TASK INSTRUCTIONS => Could you copy the items verbatim, from their very start through the line containing "positive clicks: (34, 195) (60, 195)", both ends included, and leave the pictures out of your answer?

SUPPLIED INFORMATION =>
*** Begin section ***

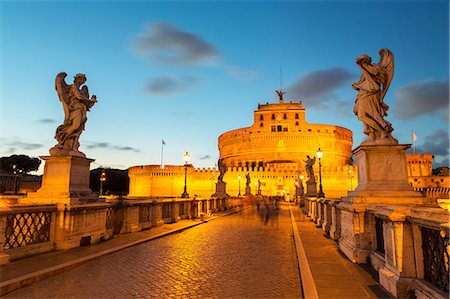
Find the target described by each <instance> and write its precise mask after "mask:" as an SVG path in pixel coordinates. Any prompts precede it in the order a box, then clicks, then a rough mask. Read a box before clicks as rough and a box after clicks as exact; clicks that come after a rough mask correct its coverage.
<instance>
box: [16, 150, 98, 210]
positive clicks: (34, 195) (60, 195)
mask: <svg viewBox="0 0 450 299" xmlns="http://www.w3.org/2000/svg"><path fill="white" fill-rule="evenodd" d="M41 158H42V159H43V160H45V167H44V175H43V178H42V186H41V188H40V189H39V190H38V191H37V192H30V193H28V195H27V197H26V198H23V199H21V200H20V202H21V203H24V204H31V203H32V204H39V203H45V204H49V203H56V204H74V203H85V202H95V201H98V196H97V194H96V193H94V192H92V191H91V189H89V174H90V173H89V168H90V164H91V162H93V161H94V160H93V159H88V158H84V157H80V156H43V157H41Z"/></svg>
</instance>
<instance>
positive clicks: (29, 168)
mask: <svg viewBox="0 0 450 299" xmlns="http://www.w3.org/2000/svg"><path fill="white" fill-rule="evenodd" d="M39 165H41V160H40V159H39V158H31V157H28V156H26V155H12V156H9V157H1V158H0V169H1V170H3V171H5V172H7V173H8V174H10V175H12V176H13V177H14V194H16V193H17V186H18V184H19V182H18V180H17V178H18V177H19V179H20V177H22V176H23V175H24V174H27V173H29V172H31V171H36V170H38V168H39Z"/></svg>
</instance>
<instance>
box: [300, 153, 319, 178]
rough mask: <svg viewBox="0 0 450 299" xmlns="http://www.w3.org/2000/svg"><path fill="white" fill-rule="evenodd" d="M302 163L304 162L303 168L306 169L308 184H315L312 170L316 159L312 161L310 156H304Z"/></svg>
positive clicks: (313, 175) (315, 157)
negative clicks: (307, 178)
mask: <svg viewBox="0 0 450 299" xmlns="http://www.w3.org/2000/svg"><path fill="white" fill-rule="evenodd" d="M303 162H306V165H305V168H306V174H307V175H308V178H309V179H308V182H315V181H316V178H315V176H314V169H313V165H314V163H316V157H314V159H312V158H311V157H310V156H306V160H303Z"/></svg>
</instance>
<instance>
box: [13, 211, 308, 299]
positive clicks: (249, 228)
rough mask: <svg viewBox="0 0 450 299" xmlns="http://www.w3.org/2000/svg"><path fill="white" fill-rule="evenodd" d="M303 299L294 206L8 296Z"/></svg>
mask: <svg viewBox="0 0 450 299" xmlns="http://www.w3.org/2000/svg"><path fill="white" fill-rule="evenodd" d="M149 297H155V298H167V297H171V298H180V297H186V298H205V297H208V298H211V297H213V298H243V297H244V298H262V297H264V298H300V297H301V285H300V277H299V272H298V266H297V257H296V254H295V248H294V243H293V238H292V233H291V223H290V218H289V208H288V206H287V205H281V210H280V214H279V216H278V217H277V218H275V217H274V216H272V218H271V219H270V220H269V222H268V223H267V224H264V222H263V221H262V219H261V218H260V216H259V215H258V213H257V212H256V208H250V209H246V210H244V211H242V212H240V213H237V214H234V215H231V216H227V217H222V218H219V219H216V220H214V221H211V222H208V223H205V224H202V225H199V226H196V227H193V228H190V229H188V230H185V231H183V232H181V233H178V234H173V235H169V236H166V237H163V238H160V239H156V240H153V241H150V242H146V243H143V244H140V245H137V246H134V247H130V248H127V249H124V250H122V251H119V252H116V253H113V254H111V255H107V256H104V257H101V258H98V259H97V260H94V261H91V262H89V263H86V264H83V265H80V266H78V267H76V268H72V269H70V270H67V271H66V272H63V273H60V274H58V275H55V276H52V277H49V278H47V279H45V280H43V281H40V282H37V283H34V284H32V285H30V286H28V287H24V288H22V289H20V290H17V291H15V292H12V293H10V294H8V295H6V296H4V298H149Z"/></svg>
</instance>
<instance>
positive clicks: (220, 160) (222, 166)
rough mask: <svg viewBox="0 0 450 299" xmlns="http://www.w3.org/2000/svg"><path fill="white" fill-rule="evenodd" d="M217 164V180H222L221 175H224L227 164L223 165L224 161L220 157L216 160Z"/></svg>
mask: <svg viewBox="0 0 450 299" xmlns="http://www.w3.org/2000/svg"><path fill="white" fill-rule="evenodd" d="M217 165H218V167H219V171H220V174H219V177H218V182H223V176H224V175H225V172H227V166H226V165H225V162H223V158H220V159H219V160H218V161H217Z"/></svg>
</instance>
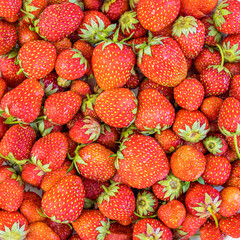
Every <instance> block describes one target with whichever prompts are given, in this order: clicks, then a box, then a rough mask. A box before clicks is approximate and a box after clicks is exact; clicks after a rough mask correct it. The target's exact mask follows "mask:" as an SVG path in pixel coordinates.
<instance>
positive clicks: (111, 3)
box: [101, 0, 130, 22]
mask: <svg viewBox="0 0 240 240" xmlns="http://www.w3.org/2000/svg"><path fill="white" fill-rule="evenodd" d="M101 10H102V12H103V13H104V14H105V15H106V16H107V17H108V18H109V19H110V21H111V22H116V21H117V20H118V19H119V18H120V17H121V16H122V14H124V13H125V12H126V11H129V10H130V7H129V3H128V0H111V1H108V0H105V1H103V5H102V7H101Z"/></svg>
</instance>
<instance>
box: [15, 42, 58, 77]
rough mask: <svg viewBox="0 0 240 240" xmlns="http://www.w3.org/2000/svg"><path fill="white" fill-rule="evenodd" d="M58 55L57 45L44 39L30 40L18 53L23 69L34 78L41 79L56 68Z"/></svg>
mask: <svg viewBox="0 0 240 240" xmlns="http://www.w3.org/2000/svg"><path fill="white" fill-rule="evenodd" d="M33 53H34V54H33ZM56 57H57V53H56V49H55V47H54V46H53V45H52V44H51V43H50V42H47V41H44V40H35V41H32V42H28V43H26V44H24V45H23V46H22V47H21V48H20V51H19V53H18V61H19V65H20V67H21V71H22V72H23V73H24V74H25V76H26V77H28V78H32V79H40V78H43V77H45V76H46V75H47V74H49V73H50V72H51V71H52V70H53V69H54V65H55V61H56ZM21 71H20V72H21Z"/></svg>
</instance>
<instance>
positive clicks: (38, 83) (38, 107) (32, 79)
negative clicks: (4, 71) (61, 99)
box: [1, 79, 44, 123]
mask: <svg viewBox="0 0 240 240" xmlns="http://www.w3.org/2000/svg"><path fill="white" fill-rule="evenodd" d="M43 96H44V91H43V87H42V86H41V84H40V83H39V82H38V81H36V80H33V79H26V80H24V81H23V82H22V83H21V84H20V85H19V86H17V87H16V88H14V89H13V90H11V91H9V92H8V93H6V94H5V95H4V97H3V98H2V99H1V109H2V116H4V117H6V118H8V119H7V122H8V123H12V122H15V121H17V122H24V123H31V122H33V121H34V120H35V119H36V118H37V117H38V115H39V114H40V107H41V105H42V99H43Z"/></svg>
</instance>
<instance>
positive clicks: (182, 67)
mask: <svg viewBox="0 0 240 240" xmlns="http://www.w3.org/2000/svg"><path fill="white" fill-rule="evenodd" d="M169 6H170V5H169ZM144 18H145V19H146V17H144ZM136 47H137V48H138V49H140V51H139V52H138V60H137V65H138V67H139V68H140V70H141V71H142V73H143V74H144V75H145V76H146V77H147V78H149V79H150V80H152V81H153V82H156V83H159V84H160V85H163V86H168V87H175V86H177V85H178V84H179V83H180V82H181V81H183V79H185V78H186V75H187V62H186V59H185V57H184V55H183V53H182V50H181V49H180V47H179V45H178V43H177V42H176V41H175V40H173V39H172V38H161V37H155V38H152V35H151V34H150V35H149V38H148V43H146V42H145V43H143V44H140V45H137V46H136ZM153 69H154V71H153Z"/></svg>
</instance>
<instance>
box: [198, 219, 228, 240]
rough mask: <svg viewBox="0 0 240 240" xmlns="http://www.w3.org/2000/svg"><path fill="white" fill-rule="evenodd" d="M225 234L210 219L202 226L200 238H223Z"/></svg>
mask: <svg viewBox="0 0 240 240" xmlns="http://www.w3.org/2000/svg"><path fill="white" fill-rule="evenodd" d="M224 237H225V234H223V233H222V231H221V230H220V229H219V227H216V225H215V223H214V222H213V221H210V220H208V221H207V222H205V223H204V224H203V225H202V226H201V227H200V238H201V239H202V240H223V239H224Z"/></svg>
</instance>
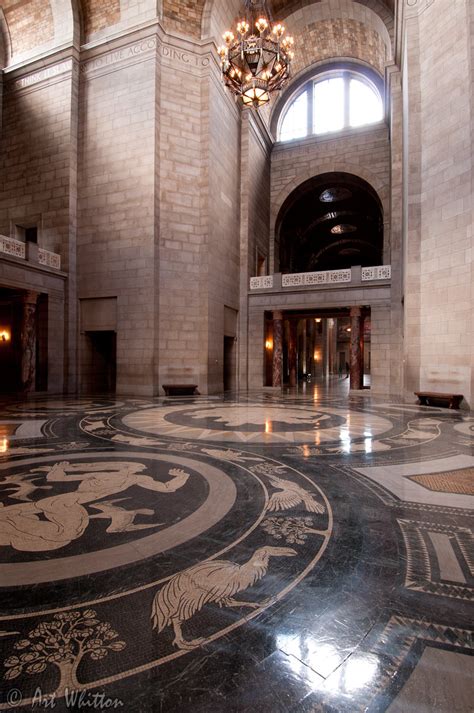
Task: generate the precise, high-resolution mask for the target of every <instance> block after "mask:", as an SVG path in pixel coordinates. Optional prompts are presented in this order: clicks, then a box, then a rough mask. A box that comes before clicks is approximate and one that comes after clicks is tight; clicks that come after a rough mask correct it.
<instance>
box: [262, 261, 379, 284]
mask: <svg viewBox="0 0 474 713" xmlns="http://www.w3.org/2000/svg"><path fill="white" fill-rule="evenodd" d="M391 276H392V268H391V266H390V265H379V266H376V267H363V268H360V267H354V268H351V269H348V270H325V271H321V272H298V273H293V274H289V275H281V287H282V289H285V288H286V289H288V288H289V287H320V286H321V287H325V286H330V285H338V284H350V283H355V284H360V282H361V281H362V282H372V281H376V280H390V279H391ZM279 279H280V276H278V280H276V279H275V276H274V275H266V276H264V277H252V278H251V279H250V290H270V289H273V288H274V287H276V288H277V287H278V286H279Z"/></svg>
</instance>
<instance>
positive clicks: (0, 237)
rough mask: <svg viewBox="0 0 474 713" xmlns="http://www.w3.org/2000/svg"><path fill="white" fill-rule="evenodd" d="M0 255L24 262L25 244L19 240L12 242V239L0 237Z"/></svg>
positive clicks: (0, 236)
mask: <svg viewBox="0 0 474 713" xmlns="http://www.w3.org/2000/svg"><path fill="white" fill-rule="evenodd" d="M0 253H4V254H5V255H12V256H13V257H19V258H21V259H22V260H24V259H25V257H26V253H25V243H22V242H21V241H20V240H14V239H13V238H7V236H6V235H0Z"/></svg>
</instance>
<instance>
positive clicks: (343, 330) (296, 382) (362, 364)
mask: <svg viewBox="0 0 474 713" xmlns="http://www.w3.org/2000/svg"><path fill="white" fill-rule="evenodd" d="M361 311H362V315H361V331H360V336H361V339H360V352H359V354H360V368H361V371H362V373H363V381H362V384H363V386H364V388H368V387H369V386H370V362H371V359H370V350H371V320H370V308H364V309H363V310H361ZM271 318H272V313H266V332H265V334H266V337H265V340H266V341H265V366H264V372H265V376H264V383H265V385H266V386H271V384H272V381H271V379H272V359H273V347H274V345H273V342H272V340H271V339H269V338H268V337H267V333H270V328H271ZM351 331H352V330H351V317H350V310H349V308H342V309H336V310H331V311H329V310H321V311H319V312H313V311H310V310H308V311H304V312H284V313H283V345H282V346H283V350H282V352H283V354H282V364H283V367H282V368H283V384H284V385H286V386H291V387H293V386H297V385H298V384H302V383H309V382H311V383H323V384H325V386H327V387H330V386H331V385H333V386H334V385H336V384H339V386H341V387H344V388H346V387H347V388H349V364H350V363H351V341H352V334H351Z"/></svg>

*** End section ***

RESULT OF THE EXERCISE =>
Find the target described by each <instance> and write its precise mask after "mask:" as an SVG path in pixel coordinates. Any prompts precede it in the order a box, then clicks, then a rough mask. Read a box before clicks as rough and a box after clicks as exact; clicks that come after a rough mask correct its coverage.
<instance>
box: [16, 150, 98, 210]
positive clicks: (34, 195) (60, 195)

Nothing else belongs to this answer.